▶ **Passage for review**:
BEGIN

President Bush, today:
"There’s an enemy that lurks and plots and plans and wants to hurt America again. So you bet we will aggressively pursue them but we will do so under the law. We do not torture."
What does he mean by that?
We obviously DO torture. Abu Ghraib was the tip of the iceburg. The servicemember in Iraq know the score:
"I think our policies required abuse. There were freaking horrible things people were doing. I saw [detainees] who had feet smashed with hammers. One detainee told me he had been forced by Marines to sit on an exhaust pipe, and he had a softball-sized blister to prove it. The stuff I did was mainly torture lite: sleep deprivation, isolation, stress positions, hypothermia. We used dogs."
And what about setting up a series of secret CIA detention camps where "waterboarding" is permitted? Does Bush believe and will he state categorically that no torture has ever occurred at those camps?

END

▶ **Supplied material**:
BEGIN

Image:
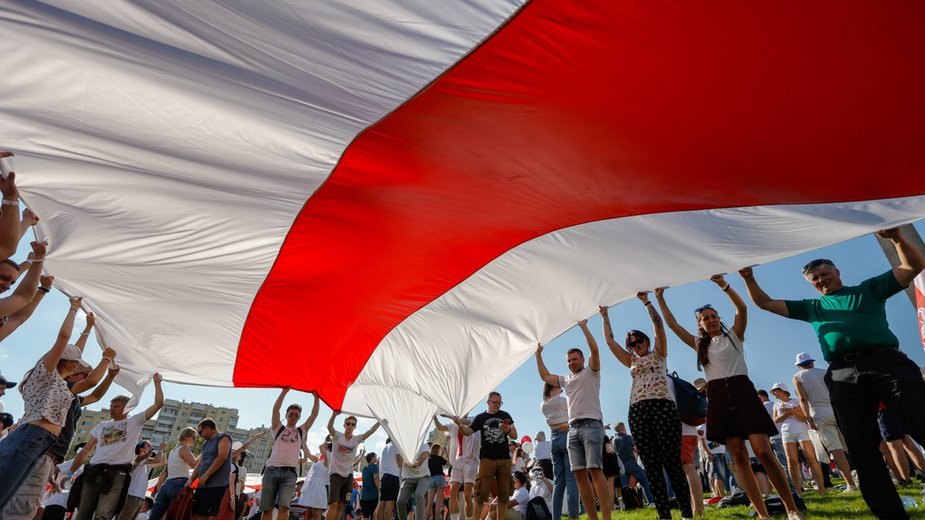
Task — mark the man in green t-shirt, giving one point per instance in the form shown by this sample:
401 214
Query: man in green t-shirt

END

▶ **What you will do**:
a - Copy the passage from the post about Bush's torture denial, starting with "We obviously DO" and going on through "at those camps?".
b - Summarize the post about Bush's torture denial in two sentences.
The lines come from a different source than the post about Bush's torture denial.

▶ **Answers by item number**:
a -
We obviously DO torture. Abu Ghraib was the tip of the iceburg. The servicemember in Iraq know the score:
"I think our policies required abuse. There were freaking horrible things people were doing. I saw [detainees] who had feet smashed with hammers. One detainee told me he had been forced by Marines to sit on an exhaust pipe, and he had a softball-sized blister to prove it. The stuff I did was mainly torture lite: sleep deprivation, isolation, stress positions, hypothermia. We used dogs."
And what about setting up a series of secret CIA detention camps where "waterboarding" is permitted? Does Bush believe and will he state categorically that no torture has ever occurred at those camps?

b - President Bush said that America will aggressively pursue its enemies under the law and does not torture, but the writer argues that it obviously does, quoting a servicemember who describes detainees with smashed feet, a detainee forced to sit on an exhaust pipe, and "torture lite" methods such as sleep deprivation, stress positions and dogs. The writer also asks whether Bush will state categorically that no torture has ever occurred at the secret CIA detention camps where "waterboarding" is permitted.